Objectif de la tâche:
Sélectionnez et recopiez chaque ligne des enregistrements contenant le mot « building ». La casse compte.

Enregistrements à traiter:
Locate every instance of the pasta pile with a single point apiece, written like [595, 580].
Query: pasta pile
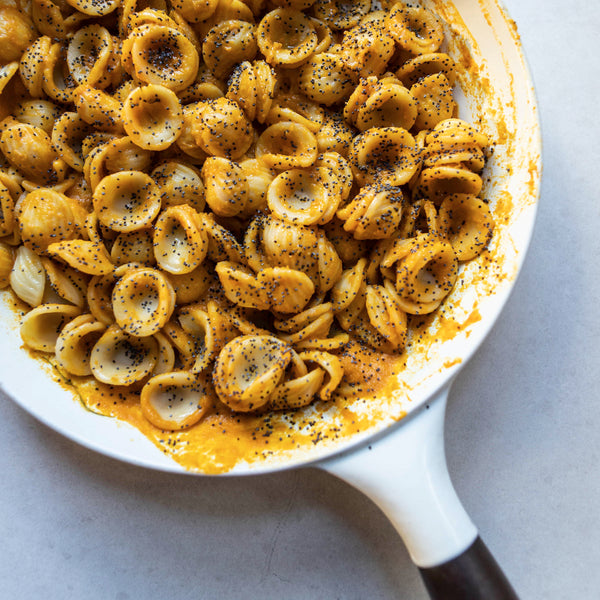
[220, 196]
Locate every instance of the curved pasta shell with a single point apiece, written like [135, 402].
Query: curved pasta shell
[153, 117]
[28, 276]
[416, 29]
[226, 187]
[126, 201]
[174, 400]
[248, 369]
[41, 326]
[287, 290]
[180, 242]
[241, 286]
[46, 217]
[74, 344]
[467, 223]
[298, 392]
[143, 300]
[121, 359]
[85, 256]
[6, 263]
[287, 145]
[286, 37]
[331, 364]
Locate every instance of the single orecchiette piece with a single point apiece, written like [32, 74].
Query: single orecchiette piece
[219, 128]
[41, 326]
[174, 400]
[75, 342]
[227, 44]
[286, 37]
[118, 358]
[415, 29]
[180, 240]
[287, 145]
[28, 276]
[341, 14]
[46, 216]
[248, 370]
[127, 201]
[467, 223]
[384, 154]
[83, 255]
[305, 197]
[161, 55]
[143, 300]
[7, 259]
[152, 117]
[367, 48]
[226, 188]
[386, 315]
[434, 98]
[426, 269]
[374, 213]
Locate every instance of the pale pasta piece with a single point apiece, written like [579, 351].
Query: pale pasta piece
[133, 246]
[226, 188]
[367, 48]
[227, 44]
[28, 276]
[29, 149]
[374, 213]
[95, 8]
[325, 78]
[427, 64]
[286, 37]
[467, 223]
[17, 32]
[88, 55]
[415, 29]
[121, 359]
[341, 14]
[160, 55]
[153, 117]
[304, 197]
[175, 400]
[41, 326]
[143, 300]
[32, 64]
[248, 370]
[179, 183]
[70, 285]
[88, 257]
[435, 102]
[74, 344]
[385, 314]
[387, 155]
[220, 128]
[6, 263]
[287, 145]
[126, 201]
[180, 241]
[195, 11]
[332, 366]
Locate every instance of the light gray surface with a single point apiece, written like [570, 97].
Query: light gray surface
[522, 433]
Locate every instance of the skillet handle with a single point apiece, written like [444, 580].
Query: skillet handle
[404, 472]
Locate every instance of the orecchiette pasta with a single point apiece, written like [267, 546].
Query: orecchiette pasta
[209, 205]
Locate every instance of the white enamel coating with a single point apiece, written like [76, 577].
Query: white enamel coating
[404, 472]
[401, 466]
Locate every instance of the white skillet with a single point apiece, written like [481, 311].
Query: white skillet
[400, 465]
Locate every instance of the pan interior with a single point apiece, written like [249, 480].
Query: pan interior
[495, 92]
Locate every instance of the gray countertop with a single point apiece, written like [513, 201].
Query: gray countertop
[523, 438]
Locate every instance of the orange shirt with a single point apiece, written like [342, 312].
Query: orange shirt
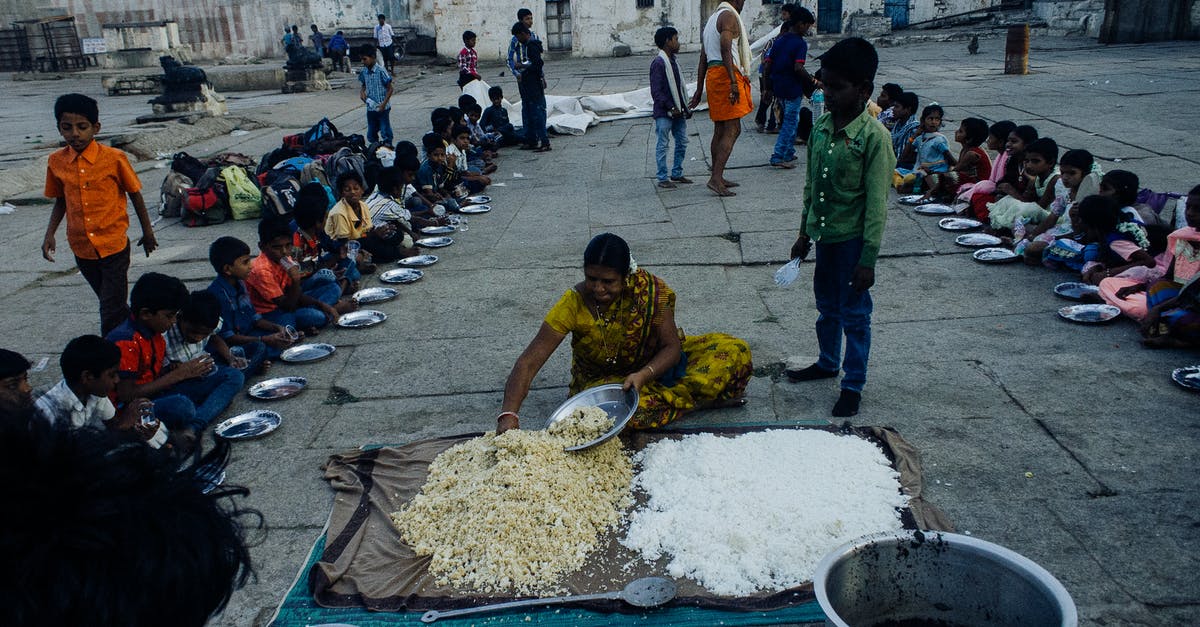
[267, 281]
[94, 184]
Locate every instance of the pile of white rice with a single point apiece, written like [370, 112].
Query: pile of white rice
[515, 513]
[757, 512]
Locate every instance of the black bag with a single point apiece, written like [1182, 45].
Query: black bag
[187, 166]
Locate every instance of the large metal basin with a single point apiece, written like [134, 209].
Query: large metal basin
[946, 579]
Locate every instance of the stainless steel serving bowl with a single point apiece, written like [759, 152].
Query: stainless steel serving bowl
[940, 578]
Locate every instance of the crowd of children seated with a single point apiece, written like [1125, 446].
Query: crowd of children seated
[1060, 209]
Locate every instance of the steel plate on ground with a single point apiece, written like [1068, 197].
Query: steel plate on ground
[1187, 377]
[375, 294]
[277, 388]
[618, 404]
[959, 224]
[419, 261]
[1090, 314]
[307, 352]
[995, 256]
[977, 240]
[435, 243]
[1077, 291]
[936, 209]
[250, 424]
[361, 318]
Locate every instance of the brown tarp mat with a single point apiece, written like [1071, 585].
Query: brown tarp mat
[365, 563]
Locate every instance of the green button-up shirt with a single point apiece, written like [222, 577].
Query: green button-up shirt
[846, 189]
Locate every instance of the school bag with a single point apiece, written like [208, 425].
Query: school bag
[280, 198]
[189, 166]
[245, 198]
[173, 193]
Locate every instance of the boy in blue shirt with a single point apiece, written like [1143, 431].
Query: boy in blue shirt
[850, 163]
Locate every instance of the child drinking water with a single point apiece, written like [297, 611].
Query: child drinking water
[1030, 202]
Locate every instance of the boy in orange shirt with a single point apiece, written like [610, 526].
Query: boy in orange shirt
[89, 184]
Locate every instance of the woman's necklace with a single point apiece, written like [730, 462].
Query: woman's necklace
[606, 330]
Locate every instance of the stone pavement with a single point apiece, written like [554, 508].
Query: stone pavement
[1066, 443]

...

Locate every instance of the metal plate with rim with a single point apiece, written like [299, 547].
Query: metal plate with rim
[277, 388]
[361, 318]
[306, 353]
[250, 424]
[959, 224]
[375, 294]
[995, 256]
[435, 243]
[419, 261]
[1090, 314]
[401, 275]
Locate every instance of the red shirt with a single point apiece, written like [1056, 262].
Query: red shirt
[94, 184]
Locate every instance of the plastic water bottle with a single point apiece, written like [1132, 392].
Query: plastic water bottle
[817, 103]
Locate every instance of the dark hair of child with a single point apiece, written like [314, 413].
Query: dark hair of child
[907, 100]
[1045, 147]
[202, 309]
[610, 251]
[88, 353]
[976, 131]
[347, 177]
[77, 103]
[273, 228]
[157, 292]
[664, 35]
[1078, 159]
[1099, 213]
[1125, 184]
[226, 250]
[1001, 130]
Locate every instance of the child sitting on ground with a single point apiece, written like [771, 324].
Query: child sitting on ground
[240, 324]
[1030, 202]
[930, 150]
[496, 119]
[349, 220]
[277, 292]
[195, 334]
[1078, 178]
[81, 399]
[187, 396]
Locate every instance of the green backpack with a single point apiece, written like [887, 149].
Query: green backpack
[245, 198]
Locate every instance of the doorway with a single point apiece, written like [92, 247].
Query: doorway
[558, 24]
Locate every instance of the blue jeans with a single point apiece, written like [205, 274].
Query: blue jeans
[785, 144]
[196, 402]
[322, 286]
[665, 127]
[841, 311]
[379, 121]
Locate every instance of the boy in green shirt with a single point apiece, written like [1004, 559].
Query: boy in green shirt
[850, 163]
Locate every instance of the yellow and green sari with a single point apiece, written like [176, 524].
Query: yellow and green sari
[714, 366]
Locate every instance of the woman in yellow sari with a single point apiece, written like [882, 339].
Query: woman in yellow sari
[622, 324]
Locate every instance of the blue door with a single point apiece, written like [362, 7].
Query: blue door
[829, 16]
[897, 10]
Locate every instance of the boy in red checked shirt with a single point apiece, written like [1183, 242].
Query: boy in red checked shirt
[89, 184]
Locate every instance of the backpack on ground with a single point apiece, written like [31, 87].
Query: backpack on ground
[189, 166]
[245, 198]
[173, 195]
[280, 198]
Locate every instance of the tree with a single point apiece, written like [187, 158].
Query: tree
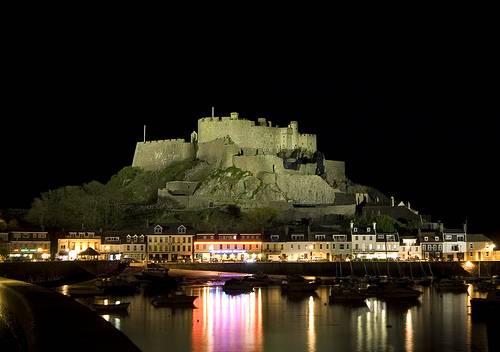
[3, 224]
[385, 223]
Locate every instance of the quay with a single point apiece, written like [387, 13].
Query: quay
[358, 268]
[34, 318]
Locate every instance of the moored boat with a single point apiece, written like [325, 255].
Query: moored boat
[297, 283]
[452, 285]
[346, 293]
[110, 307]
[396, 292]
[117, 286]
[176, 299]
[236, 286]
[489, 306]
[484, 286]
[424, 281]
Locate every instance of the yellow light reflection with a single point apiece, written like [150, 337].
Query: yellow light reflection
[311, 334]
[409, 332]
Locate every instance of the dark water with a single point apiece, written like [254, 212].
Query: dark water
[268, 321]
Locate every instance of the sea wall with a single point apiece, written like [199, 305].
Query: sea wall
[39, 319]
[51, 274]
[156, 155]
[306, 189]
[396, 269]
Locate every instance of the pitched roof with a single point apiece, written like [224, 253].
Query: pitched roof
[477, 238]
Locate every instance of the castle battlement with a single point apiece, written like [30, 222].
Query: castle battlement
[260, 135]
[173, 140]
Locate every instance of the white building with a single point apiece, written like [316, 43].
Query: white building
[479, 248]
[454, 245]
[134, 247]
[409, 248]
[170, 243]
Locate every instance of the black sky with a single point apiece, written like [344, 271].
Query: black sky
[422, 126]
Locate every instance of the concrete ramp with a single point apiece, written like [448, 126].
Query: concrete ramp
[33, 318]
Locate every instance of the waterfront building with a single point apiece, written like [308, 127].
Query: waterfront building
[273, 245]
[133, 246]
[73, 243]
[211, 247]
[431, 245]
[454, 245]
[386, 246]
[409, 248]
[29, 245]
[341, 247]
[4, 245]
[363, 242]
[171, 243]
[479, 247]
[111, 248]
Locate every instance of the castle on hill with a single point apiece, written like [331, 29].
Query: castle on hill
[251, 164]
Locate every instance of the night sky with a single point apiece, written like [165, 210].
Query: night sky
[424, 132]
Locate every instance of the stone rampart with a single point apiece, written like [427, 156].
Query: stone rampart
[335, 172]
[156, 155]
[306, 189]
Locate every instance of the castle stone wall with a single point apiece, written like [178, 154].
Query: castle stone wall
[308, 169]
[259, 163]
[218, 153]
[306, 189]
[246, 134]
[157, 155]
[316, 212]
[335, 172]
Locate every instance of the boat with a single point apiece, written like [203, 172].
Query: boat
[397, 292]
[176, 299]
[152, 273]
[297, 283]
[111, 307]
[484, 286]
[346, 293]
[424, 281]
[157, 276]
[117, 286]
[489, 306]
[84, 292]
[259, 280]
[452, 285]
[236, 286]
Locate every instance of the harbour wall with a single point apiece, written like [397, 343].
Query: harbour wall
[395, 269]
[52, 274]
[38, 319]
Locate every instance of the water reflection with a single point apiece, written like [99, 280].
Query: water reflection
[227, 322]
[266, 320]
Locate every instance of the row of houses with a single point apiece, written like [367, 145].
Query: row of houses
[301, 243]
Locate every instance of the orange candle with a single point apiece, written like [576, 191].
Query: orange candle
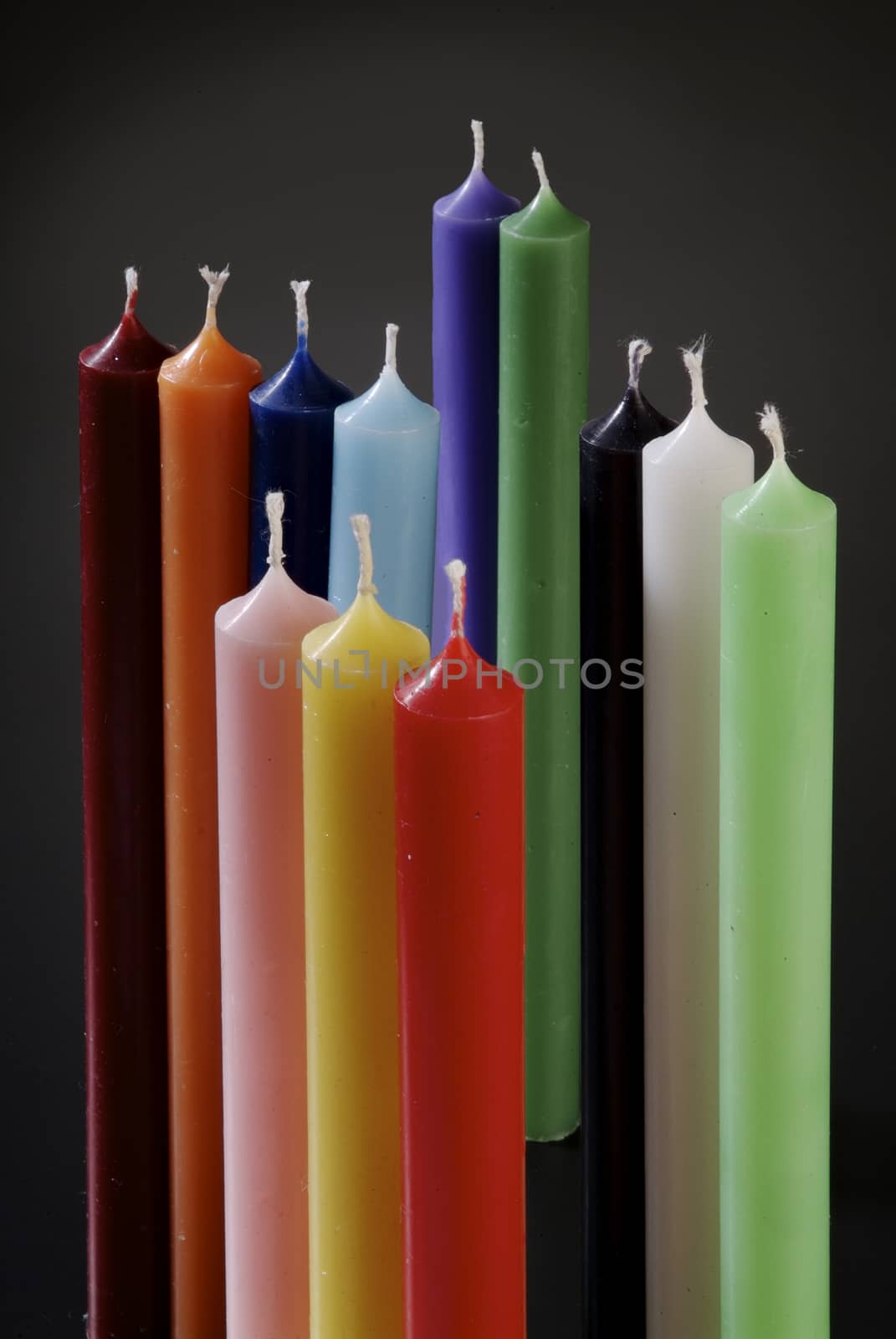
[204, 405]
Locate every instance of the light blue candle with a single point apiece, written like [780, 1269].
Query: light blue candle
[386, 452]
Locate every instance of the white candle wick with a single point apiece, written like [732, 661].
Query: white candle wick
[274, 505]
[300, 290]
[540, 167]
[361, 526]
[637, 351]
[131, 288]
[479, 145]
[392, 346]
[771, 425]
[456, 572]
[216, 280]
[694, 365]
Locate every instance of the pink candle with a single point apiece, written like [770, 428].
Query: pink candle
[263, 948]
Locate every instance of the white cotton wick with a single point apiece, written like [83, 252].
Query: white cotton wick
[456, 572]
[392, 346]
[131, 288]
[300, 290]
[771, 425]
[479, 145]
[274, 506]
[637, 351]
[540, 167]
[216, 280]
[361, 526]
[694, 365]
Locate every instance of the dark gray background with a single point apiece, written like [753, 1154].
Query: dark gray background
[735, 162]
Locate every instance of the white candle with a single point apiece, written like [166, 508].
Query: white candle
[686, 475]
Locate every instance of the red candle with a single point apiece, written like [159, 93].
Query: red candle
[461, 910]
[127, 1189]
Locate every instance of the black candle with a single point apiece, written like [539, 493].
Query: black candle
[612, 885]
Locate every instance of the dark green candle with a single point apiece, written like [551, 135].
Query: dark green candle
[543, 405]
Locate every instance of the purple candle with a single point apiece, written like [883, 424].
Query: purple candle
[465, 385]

...

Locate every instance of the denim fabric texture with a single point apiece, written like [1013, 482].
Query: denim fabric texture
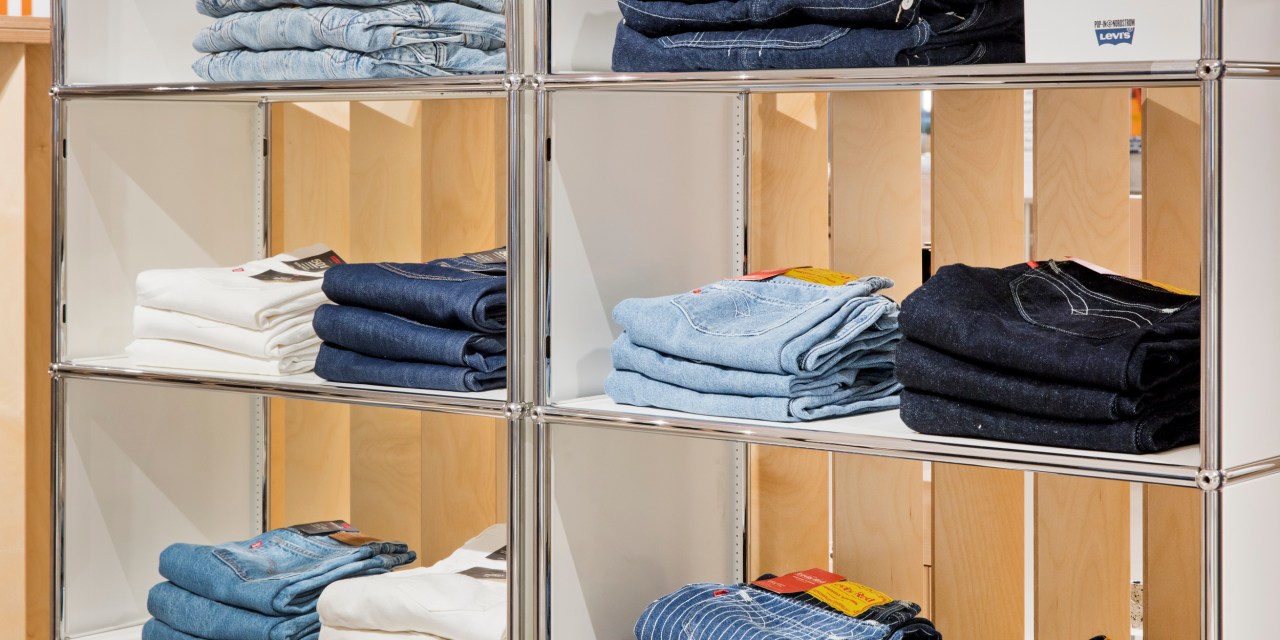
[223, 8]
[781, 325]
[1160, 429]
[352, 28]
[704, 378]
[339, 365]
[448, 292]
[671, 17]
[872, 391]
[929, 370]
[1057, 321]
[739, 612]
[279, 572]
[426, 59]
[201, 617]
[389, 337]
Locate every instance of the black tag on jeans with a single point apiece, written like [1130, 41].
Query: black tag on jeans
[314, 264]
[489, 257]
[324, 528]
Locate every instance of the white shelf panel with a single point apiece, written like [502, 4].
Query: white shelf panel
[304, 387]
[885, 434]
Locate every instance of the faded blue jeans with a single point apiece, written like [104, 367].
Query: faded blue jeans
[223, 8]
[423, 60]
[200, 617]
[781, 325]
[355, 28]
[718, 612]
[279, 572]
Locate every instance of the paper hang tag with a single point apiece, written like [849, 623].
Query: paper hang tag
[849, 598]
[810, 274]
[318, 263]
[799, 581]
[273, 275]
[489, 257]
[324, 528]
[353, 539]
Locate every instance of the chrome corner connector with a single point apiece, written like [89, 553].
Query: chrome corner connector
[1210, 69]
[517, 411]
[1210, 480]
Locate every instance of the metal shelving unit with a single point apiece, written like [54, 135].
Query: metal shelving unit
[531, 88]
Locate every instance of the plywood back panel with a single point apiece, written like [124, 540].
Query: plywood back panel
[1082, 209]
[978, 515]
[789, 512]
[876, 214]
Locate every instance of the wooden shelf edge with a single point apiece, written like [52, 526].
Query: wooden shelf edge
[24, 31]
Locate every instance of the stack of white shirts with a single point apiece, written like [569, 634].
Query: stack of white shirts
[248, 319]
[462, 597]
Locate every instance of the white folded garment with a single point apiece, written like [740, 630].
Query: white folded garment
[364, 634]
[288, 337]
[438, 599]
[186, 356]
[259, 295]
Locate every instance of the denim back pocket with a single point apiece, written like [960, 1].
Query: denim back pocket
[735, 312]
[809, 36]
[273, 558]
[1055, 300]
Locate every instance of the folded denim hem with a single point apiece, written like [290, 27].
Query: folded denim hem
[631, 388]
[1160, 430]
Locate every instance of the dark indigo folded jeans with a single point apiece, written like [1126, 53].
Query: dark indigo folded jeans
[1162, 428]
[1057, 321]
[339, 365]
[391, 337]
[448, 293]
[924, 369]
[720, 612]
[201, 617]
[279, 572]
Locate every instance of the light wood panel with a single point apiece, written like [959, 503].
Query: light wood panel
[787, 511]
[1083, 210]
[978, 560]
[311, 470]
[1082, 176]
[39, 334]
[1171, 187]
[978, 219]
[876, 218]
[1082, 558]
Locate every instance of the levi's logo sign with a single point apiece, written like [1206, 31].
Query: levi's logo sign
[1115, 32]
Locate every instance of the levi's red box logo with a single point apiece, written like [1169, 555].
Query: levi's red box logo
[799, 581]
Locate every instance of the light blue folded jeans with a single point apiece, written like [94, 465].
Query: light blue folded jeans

Réponse écrite:
Locate every instance of the white building with a single point apiece, written like [316, 43].
Query: white building
Locate every instance of the waterfront building with a single point apiece, written like [308, 127].
Query: waterfront building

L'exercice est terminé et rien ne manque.